● To do
1 – What running time does the Titanic review give for the film?
2 – Write the next part of the Titanic film review, starting after its final sentence.

● Text shown
▼▼▼
Derek Winnert

Titanic **** (1997, Leonardo DiCaprio, Kate Winslet, Gloria Stuart, Bill Paxton, Billy Zane, Kathy Bates) – Classic Movie Review 77


‘I’m the king of the world.’

Leonardo DiCaprio gets that sinking feeling as his shipboard love for Kate Winslet hits the rocks in this mesmerising blockbuster. James Cameron’s romantic disaster movie reputedly cost a scary $250 million back in 1997 and nearly sank the studios involved (Fox and Paramount). But it went on to box office triumph as the first film to take $1,000 million. Then it triumphed again at the Oscars where its 11 wins equals Ben-Hur’s and The Return of the King’s record and its 14 nominations equalled All About Eve’s.


Actually it’s three stories, and with a running time of 194 minutes there’s plenty of time for all of them. It’s nothing if not good value.

(1.) In the present, a 101-year-old lady (Gloria Stuart, actually only 86) recalls to a salvage expert (Bill Paxton) her memories of her ill-fated journey on the RMS Titanic’s maiden voyage in 1912, star-crossed love affair and disaster.

(2.) In the past there’s that star-crossed shipboard romance between a poor boy, DiCaprio’s handsome, kind, foreign painter Jack Dawson, and Winslet’s rich, posh girl Rose DeWitt Bukater. At 17, Rose is expecting to be married off to a rich guy, Cal Hockley (Billy Zane), a fiancé chosen by her mother Ruth (Frances Fisher), till third-class passenger Jack sneaks into first class and sails into view. Passionate nude love-making follows.

(3.) Then there’s the historical disaster movie, with Captain Edward James Smith (Bernard Hill) eventually going down with his ship on that fateful morning of April 15 1912.


It’s certainly thrilling as Cameron goes to extraordinary lengths – not to mention that incredible expense – to get it all looking right. The romantic fiction goes well too, thanks to the exuberance and appeal of the very attractive and pretty leading couple, sharing good screen chemistry.

The potentially sticky modern section goes even better thanks to the conviction Stuart (she’s Old Rose, of course) and Paxton are able to bring. After a long wait of an hour and a half, the disaster stuff when it finally comes is extremely convincingly done thanks to the late-90s modern technology and money. Kathy Bates makes a strong impression as real-life Molly Brown.
▲▲▲
● Dataset records
▼▼▼
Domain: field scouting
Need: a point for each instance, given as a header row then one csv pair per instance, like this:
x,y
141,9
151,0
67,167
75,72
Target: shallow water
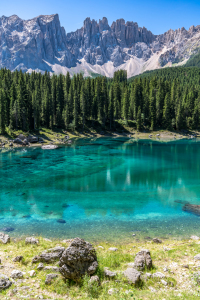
▲▲▲
● Answers for the tasks
1 – 194 minutes

2 –
The movie is all incredibly enjoyable in its escapist way, though why tell a fake story when you’re so wanting to tell the ‘real’ story the Titanic? Eerily, and tantalisingly, the film does include Cameron’s 1995 deep-sea footage of the Titanic’s remains on the seabed.


Its re-release in 3D in 2012 took another $60million in the US alone. And it’s probably earned $2,000 million worldwide by now. Nearly 130million Americans paid to see it in cinemas and over 17million Britons did. Wow!


Shamefully there was no Oscar nomination for the screenplay or DiCaprio (leading him not to attend the Academy Awards) and no win for oldest ever nominee Stuart. She lived to celebrate her 100th birthday in 2010. The Best Song Oscar went to ‘My Heart Will Go On’, sung by Celine Dion, not a favourite of Winslet’s apparently. It was also nominated for ten BAFTA awards, including Best Film and Best Director, and failed to win any.

Cameron’s script bears some similarities to the British take on the disaster, A Night to Remember (1958), written by Eric Ambler, which inspired Cameron to make it.

The film’s 11 Oscars are for: Best Picture (the second film about the Titanic to win that award, after 1933’s Cavalcade), Best Director, Best Art Direction, Best Cinematography, Best Visual Effects, Best Film Editing, Best Costume Design, Best Sound (Gary Rydstrom, Tom Johnson, Gary Summers, Mark Ulano), Best Sound Effects Editing, Best Original Dramatic Score, Best Original Song.

Bill Paxton died of complications after heart surgery on 25 aged 61. He was closely associated with James Cameron, also playing a punk leader in The Terminator, a venal car dealer in True Lies and an ill-fated technician in Aliens. He also appeared in Weird Science (1985), Predator 2 (1990), Apollo 13 (1995) and Twister (1996).


James Horner won two Oscars for Titanic’s original score and song, and died tragically in a plane crash on 22 June 2015, aged 61.